*About this task:*
Nothing in the records may be dropped. Retype them all exactly.

*Stored data entries:*
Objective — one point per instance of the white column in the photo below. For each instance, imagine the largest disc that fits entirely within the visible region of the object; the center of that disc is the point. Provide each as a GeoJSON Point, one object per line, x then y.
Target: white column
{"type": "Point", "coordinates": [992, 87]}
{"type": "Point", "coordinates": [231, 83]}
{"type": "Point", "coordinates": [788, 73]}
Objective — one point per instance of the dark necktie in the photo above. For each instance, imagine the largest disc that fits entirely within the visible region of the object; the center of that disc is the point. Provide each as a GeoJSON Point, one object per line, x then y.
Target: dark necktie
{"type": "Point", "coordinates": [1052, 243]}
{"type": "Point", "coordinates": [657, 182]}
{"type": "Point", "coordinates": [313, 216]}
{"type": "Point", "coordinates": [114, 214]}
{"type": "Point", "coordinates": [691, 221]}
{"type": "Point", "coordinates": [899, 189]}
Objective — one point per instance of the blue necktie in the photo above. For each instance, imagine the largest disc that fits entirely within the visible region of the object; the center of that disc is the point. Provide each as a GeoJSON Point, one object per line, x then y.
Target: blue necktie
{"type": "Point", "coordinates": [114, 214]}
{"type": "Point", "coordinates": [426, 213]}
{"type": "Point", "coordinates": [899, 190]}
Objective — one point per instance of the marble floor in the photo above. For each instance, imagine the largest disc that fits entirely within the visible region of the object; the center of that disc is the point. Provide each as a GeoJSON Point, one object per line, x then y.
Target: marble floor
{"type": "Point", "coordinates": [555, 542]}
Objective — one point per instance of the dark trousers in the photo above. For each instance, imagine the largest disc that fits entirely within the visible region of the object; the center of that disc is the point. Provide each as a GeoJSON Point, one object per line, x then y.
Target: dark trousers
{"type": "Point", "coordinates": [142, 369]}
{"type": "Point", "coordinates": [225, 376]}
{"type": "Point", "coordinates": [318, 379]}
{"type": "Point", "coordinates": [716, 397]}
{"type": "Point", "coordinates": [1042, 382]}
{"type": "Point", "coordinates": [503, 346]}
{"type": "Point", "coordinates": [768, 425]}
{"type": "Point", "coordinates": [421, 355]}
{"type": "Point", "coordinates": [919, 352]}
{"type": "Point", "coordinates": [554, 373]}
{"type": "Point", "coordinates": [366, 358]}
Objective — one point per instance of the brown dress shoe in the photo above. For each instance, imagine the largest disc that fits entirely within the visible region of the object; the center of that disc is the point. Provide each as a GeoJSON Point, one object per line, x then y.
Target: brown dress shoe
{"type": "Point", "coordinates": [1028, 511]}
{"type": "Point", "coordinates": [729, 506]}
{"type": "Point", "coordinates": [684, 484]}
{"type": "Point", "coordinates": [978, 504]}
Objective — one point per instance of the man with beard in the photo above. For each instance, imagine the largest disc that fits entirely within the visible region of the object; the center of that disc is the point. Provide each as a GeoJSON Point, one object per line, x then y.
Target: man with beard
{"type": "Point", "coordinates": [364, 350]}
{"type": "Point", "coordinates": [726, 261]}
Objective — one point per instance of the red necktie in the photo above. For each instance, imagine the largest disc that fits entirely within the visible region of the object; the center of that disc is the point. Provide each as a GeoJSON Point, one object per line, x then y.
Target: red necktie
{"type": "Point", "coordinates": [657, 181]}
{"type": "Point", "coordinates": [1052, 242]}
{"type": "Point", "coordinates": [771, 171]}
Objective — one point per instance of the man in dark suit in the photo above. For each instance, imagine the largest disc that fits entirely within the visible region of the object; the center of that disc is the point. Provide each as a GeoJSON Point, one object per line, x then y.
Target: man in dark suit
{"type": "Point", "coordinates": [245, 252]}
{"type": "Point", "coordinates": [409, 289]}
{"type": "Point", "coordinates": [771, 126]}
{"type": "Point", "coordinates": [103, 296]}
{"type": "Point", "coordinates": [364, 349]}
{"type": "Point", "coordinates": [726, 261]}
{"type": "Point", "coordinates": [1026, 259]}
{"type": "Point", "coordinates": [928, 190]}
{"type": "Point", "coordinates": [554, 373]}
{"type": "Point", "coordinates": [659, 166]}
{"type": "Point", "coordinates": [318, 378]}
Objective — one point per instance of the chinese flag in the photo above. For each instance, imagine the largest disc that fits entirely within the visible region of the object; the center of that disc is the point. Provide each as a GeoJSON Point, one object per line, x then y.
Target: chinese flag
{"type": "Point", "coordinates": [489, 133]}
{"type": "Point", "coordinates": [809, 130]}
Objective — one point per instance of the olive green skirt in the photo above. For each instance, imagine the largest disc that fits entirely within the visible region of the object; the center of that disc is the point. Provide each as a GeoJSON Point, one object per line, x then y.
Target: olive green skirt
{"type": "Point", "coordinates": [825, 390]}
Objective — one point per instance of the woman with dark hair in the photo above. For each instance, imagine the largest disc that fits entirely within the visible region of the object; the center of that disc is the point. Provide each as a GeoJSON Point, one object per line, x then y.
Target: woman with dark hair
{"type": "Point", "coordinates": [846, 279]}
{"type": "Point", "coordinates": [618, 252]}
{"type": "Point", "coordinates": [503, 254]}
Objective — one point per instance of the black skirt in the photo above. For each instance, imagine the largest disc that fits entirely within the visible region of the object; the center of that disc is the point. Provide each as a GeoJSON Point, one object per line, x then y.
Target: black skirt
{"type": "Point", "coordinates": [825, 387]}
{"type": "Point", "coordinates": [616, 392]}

*Written answer:*
Objective — one point per instance of the white column in the photo below. For each instance, imagine the largest disc that fits entirely within the visible region of the object; the center of that disc is the point. Provide each as a GeoJSON Point, one object per line, x then y.
Target: white column
{"type": "Point", "coordinates": [992, 87]}
{"type": "Point", "coordinates": [231, 83]}
{"type": "Point", "coordinates": [788, 73]}
Objective — one point per instance of the dark necktie in the photo above. For each instance, imagine the largest disc that fits entirely within the visible region of the object; the center of that disc is the point. Provide each as a GeoJSON Point, one object per line, x then y.
Target: dark necktie
{"type": "Point", "coordinates": [1052, 243]}
{"type": "Point", "coordinates": [657, 182]}
{"type": "Point", "coordinates": [313, 216]}
{"type": "Point", "coordinates": [114, 214]}
{"type": "Point", "coordinates": [691, 221]}
{"type": "Point", "coordinates": [899, 189]}
Objective — one point per instance of the blue necktie in the photo above. For each instance, imagine the largest disc that fits entirely within the visible region of the object; the center of that disc is the point. Provide each as a GeoJSON Point, one object per line, x then y.
Target: blue necktie
{"type": "Point", "coordinates": [114, 214]}
{"type": "Point", "coordinates": [426, 213]}
{"type": "Point", "coordinates": [899, 190]}
Objective — one point per instance of the marble floor in the photo above. For each instance, imagine the largest disc that fits entirely within the visible region of the object; the center of that disc is the point. Provide each as a GeoJSON Point, one object per line, x then y.
Target: marble floor
{"type": "Point", "coordinates": [555, 542]}
Objective — one point per instance of the dark trousers in the photo above. For each instance, imagine the largest disc that fits entirely within the visible region of the object; the center of that disc is the point. Provide each as a GeoJSON Point, one object per line, x then y.
Target: dark trousers
{"type": "Point", "coordinates": [142, 369]}
{"type": "Point", "coordinates": [225, 376]}
{"type": "Point", "coordinates": [318, 379]}
{"type": "Point", "coordinates": [716, 397]}
{"type": "Point", "coordinates": [1042, 382]}
{"type": "Point", "coordinates": [503, 346]}
{"type": "Point", "coordinates": [768, 425]}
{"type": "Point", "coordinates": [421, 355]}
{"type": "Point", "coordinates": [919, 352]}
{"type": "Point", "coordinates": [554, 373]}
{"type": "Point", "coordinates": [366, 358]}
Objective — one point per instance of the brown dress shoe in the photo above. For each instance, imagine the largest disc that fits entirely within the visible region of the object; the center of that disc is the point. Provide each as a GeoJSON Point, one object per line, x then y.
Target: brown dress shoe
{"type": "Point", "coordinates": [1028, 511]}
{"type": "Point", "coordinates": [729, 506]}
{"type": "Point", "coordinates": [684, 484]}
{"type": "Point", "coordinates": [978, 504]}
Objective — one point per instance of the man with beard in the photo above. For each instance, imagine the largest disc that fits entirely within the visible region of the object; the center of that disc is the point. Provide each as a GeoJSON Point, one object per line, x then y.
Target: man with beard
{"type": "Point", "coordinates": [364, 350]}
{"type": "Point", "coordinates": [726, 261]}
Objective — one point per instance of the red necktie in the photo above. For each instance, imagine the largest disc that fits entirely within the visible region of the object; the center of that disc is the point. Provide each as a GeoJSON Point, one object per line, x then y.
Target: red necktie
{"type": "Point", "coordinates": [657, 181]}
{"type": "Point", "coordinates": [1052, 242]}
{"type": "Point", "coordinates": [771, 171]}
Objective — one point per instance of the man in dark suit in the photo above. For each instance, imagine the largest disc that fits entirely within the visible region of the object; the center of that disc is the point. Provide each as a GeoJSON Point, one object per line, x then y.
Target: man in dark suit
{"type": "Point", "coordinates": [245, 252]}
{"type": "Point", "coordinates": [409, 289]}
{"type": "Point", "coordinates": [771, 126]}
{"type": "Point", "coordinates": [103, 296]}
{"type": "Point", "coordinates": [364, 349]}
{"type": "Point", "coordinates": [726, 261]}
{"type": "Point", "coordinates": [1026, 259]}
{"type": "Point", "coordinates": [928, 190]}
{"type": "Point", "coordinates": [554, 373]}
{"type": "Point", "coordinates": [659, 166]}
{"type": "Point", "coordinates": [318, 378]}
Objective — one point per instance of the chinese flag in the photo above. For each instance, imagine the largest disc that fits entirely within the visible region of the object; the center of that disc is the point. Provide each as a GeoJSON Point, one object per line, x then y.
Target: chinese flag
{"type": "Point", "coordinates": [489, 133]}
{"type": "Point", "coordinates": [809, 130]}
Objective — one point per instance of the olive green skirt in the photo above. For each instance, imagine the largest disc that fits entirely within the visible region of the object; the center of that disc is the point. Provide each as a GeoJSON Point, one object per line, x then y.
Target: olive green skirt
{"type": "Point", "coordinates": [825, 390]}
Objective — one point per instance of the woman with dark hair in the photo above. For each instance, imagine the largest disc that fits entirely within the visible region of the object; the center of that disc is the point. Provide each as a GeoJSON Point, one object per line, x then y.
Target: woman with dark hair
{"type": "Point", "coordinates": [846, 279]}
{"type": "Point", "coordinates": [618, 252]}
{"type": "Point", "coordinates": [503, 254]}
Objective — one point per instance of the black skirt in the photo above. For each instance, imagine the largest disc that fits entirely within the visible region of the object; the center of that disc is the point. Provide each as a GeoJSON Point, one object per line, x then y.
Target: black skirt
{"type": "Point", "coordinates": [825, 387]}
{"type": "Point", "coordinates": [616, 392]}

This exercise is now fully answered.